→ **Stated goal**: Everything from the line containing "Locate the green grass;" through the last line of the records must be returned verbatim, and nothing outside that range.

→ **Records to process**:
◆ ◆ ◆ ◆ ◆

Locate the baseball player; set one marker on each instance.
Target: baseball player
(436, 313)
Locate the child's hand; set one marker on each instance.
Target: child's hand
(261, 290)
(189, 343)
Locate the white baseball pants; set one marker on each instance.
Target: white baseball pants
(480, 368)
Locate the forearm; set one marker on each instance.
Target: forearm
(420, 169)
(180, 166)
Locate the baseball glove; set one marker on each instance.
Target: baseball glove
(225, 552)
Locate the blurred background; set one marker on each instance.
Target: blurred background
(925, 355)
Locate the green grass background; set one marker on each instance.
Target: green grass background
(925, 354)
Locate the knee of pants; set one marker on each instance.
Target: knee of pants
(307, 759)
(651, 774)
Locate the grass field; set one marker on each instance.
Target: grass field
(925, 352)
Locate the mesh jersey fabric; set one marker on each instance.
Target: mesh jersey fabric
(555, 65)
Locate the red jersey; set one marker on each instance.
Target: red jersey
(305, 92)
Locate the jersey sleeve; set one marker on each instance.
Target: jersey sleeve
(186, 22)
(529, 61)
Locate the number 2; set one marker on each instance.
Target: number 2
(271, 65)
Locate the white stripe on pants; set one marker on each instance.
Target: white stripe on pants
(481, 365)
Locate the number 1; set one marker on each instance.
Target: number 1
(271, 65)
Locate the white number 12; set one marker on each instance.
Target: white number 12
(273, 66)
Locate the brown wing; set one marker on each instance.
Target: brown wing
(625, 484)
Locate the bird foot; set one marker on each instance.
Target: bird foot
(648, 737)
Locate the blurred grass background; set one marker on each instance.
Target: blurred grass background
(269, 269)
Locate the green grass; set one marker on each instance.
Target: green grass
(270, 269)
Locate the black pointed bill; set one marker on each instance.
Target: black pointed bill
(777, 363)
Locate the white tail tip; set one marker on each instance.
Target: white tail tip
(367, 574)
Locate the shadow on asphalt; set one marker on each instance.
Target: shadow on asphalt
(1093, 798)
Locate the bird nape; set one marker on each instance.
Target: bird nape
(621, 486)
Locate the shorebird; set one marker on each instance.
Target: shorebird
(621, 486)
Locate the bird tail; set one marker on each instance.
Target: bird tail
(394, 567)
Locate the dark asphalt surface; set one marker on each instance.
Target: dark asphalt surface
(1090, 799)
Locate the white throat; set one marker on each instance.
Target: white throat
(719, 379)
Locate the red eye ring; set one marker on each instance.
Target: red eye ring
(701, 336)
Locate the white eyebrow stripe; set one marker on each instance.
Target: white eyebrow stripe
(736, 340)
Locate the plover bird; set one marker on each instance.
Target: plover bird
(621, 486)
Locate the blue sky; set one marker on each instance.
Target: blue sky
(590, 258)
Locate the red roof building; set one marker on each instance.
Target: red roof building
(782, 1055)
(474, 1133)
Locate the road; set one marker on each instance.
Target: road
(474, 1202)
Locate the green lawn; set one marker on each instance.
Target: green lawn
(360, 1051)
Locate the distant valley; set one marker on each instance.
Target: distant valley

◆ ◆ ◆ ◆ ◆

→ **Reply to the exercise**:
Locate the green grass; set one marker on each instance.
Target: green grass
(270, 269)
Locate the black pointed bill; set one marker on each instance.
Target: black pointed bill
(777, 363)
Locate the white tail tip; set one marker on each instance.
Target: white tail tip
(367, 574)
Locate the shadow on asphalt; set one marker on each instance.
Target: shadow on asphalt
(1093, 798)
Locate the bird nape; set one marker on each instance.
Target: bird nape
(621, 486)
Locate the shorebird; set one marker on each instance.
Target: shorebird
(621, 486)
Locate the bird tail; set one marker on each instance.
Target: bird tail
(394, 567)
Locate the dark asphalt surface; set one marker on each instance.
Target: dark asphalt surface
(1090, 799)
Locate the white throat; set one marker on each instance.
Target: white throat
(719, 379)
Locate the red eye ring; set one marker on each instance.
Target: red eye ring
(701, 336)
Locate the white eyebrow stripe; set one marker on each instance.
Target: white eyebrow stripe
(736, 340)
Locate the plover bird; set one marker on each instance.
Target: plover bird
(621, 486)
Locate the blue sky; set one marker on each instance.
Target: blue sky
(590, 258)
Locate the red roof building; set one marker on each instance.
Target: red roof building
(782, 1055)
(474, 1133)
Locate the road; set one marker on each instance.
Target: road
(474, 1202)
Locate the green lawn; set one marker on each instance.
Target: green lawn
(360, 1051)
Locate the distant valley; set one marker on each instance.
Target: distant valley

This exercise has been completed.